Rewrite each item below, substituting "separated by a semicolon" for every occurrence of "separated by a comma" and leaving all other text unchanged.

▶ _Data for processing_
------------------------------------------------------------------------

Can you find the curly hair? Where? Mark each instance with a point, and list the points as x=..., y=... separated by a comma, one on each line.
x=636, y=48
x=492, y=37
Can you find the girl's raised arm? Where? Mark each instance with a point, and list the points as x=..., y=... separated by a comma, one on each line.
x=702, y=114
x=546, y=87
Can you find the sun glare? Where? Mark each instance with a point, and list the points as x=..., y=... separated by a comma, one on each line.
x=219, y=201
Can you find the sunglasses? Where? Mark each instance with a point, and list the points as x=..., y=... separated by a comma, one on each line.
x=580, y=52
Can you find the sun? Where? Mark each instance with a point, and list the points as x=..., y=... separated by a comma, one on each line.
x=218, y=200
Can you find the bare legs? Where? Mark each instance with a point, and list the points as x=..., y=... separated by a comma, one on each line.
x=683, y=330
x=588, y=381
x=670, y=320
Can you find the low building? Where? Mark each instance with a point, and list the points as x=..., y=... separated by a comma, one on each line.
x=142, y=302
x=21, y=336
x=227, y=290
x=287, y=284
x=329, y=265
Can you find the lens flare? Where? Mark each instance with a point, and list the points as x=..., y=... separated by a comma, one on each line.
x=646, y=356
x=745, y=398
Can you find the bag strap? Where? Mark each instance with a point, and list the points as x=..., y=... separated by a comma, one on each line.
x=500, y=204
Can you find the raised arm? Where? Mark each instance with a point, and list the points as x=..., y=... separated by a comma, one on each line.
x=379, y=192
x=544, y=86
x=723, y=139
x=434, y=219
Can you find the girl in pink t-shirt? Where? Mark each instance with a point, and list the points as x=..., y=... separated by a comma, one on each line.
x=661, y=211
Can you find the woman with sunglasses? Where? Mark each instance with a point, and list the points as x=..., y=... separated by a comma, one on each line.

------------------------------------------------------------------------

▶ _Task response_
Can you find the curly hair? Where? Mark each instance with a point, and list the points as x=..., y=... separated by a semicolon, one on each line.
x=636, y=48
x=492, y=37
Can you find the girl's raised arm? Where? Mark each instance with a point, and list the points as x=..., y=... separated by a semicolon, one on each line.
x=702, y=114
x=546, y=87
Can you find the sun glare? Where? Mark each instance with a point, and list the points as x=..., y=... separated by a semicolon, one on each line.
x=219, y=201
Can you find the sunglasses? Where? Mark each instance with a point, and list the points as x=..., y=... separated by a semicolon, one on each line.
x=580, y=52
Can you find the sun? Where? Mark each instance with a point, and list the points as x=..., y=... separated by a semicolon, one on each line.
x=218, y=200
Can you find the bare legs? Where? Mark each instance with a point, and list the points as x=..., y=... separated by a semicolon, one on each line.
x=683, y=330
x=588, y=381
x=670, y=320
Can you find the low building? Where? Mark each instance with a point, and list the points as x=..., y=... separated by a semicolon, one on each line.
x=142, y=302
x=21, y=336
x=227, y=290
x=287, y=284
x=329, y=265
Can you find the lens flare? Where? Mark each instance with a point, and list the points as x=..., y=... separated by a semicolon, one on each line.
x=646, y=356
x=745, y=398
Can you find the bag strap? Where? Mark each instance with a point, and list the points as x=..., y=... separated by a semicolon, one on each line.
x=500, y=204
Can you find the raised arm? Where? Mark each instance with a point, and list the points as x=..., y=... separated by a semicolon, one on each line.
x=379, y=192
x=544, y=86
x=723, y=139
x=434, y=219
Can you find the girl in pink t-shirt? Where? Mark each instance with a point, and list the points as x=..., y=... separated by a semicolon, one on each line.
x=661, y=211
Can you find the woman with sunglasses? Where? Mark each instance with a point, and list the points as x=..., y=... separated by a semicolon, one on each line.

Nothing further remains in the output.